START EXTRACT
Title

Latest advancements in process intensification to support global demand for affordable vaccines

Conference Dates

June 17-22, 2018

Abstract

Vaccines have a profound impact on global health, preventing illness, death, and improving the quality of life across the globe. However, the current costs of vaccine manufacturing and distribution often prevent the poorest segments of the world’s population from accessing these critical medicines.

Vaccine manufacturing for global distribution typically requires large and expensive manufacturing facilities that result in high vaccine Cost of Goods and impede developing countries from initiating or expanding in-country manufacturing capabilities.

One of the strategies to address this is to intensify vaccine production processes. This presentation will give an overview of a project funded by the Bill & Melinda Gates foundation that focusses on applying the latest process intensification technologies to develop a platform that dramatically increases process efficiency, decreases production scale and reduces vaccine COGs to a price of $0.15 per dose or less.

This vaccine manufacturing platform combines Vero cell lines optimized for virus propagation and media capable of supporting high cell density cell growth, high cell density single-use bioreactors and high efficiency and single step purification technologies.

Together, these technologies enable vaccine yields to be significantly increased, which in turn allows commercial manufacturing in a small-footprint, low cost “micro-facility” capable of delivering >40M doses of vaccine per year for a CAPEX of not more than $10M and low operational costs. Such “micro-facilities” can be rapidly and inexpensively commissioned, drastically reducing vaccine COGs, facilitating rapid response and resulting in commercial manufacturing at lab scale.
END EXTRACT
WHAT YOU NEED TO DO:
1 > Summarize the abstract on vaccine process intensification in two sentences.
2 > Carry the abstract on vaccine process intensification forward from its final sentence.
START DATA RECORDS
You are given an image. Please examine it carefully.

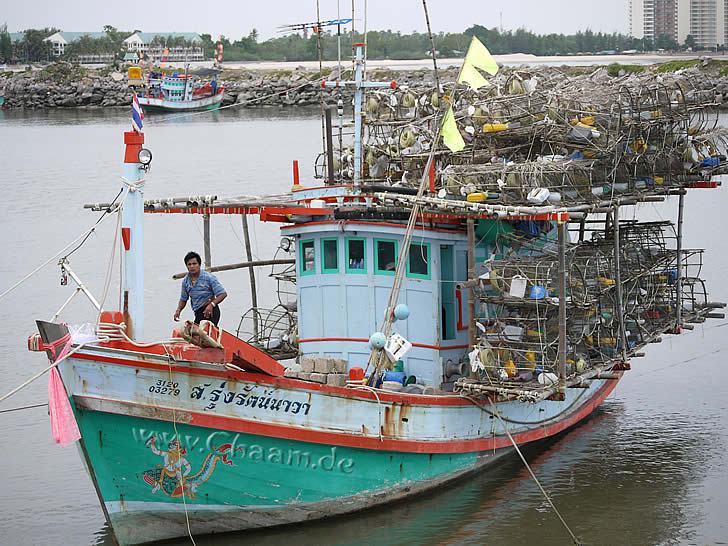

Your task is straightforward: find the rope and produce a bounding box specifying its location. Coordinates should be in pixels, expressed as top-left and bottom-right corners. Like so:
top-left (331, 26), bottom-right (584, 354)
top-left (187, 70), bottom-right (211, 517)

top-left (356, 385), bottom-right (383, 442)
top-left (0, 206), bottom-right (118, 299)
top-left (0, 343), bottom-right (85, 402)
top-left (490, 400), bottom-right (583, 545)
top-left (162, 344), bottom-right (197, 546)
END DATA RECORDS
EXERCISE RESPONSES:
1 > High vaccine manufacturing costs, driven partly by large and expensive facilities, keep the poorest people from these medicines and hold back in-country manufacturing in developing countries. A project funded by the Bill & Melinda Gates foundation combines Vero cell lines optimized for virus propagation, media and single-use bioreactors for high cell density growth, and efficient single-step purification to raise yields and cut costs to $0.15 per dose or less, enabling low-cost "micro-facilities" that can deliver more than 40M doses a year for a CAPEX of no more than $10M.

2 >
The platform is currently being established using Sabin IPV as the target vaccine. Current status is that Vero cell lines expressing 2-4 fold higher cell specific virus titers have been selected. These have been successfully cultured in high cell density, single-use bioreactors up to 40 million cells per mL. Following infection with Sabin poliovirus vaccine strains, a single chromatographic step using a novel membrane has resulted in 90% recoveries at 95% purity.

For IPV, these yield intensifications mean that the entire commercial scale process can be operated in isolators in a footprint of ±30 m2. Combination of four of these manufacturing units in a single “micro-facility” would be capable of delivering >40 million doses of trivalent sIPV per year.

Performance of the manufacturing process in isolators also allows the manufacture of viral vaccines that currently require high biological safety containment in an inexpensive facility design. This presentation will discuss the technologies used in the vaccine manufacturing platform and data obtained to date on Sabin IPV in more detail.